┌────────
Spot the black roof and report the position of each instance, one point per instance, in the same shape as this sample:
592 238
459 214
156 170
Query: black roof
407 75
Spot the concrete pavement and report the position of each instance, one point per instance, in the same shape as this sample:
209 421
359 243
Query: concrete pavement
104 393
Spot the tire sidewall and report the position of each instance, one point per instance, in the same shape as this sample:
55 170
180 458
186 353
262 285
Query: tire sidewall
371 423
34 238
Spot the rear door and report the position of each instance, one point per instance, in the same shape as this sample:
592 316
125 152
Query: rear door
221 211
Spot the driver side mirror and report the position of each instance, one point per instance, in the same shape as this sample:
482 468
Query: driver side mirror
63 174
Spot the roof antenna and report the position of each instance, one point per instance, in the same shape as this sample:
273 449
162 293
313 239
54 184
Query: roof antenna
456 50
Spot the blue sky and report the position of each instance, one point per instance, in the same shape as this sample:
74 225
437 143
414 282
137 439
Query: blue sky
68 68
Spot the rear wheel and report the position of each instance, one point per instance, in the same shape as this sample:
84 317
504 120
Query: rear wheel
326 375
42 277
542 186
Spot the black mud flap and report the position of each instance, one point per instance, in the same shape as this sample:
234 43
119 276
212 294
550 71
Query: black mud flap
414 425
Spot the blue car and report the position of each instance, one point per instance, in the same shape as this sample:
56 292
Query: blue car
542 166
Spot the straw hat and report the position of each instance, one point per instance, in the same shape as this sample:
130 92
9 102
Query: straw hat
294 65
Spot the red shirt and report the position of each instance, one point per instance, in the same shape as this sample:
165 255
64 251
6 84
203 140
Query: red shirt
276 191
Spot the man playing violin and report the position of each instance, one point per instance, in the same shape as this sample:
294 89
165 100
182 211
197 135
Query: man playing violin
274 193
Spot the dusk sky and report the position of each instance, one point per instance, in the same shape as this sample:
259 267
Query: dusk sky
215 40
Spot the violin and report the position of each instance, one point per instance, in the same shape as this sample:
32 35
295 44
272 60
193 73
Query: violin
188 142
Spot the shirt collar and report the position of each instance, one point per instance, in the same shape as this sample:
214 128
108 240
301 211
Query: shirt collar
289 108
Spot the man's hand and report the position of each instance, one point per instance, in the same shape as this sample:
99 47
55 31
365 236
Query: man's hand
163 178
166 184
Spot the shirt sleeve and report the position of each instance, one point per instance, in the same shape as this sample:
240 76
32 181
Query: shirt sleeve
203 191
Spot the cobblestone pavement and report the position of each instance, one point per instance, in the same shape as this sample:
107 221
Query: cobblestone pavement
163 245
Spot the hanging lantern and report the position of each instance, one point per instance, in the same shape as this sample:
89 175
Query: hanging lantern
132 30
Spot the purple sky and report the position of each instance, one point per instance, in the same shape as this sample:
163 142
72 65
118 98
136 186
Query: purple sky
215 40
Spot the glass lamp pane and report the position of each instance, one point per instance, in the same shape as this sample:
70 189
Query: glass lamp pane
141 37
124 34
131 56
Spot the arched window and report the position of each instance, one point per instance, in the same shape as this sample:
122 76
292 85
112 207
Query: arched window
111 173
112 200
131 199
└────────
◆ **Your goal**
Both ends count here. Reproduce exactly the lines from the one containing "Query: cobblestone pavement" through the end of the listing.

◆ **Expected answer**
Query: cobblestone pavement
163 245
Spot the hanging lantern and report the position of each instance, one point per instance, in the same shape as this sample:
89 175
Query: hanging lantern
132 30
Spot the purple sky and report the position of each instance, one point per instance, in the same shape as this sample:
163 142
72 65
118 98
136 186
Query: purple sky
215 40
Spot the glass lamp pane and report the position of each instance, one point per instance, in the same shape as this sample:
70 189
Query: glass lamp pane
141 37
124 34
131 56
Spot the arched window and report the position of each instance, one point per instance, in the same shape as this sample:
122 76
292 85
112 207
Query: arched window
111 173
112 200
131 199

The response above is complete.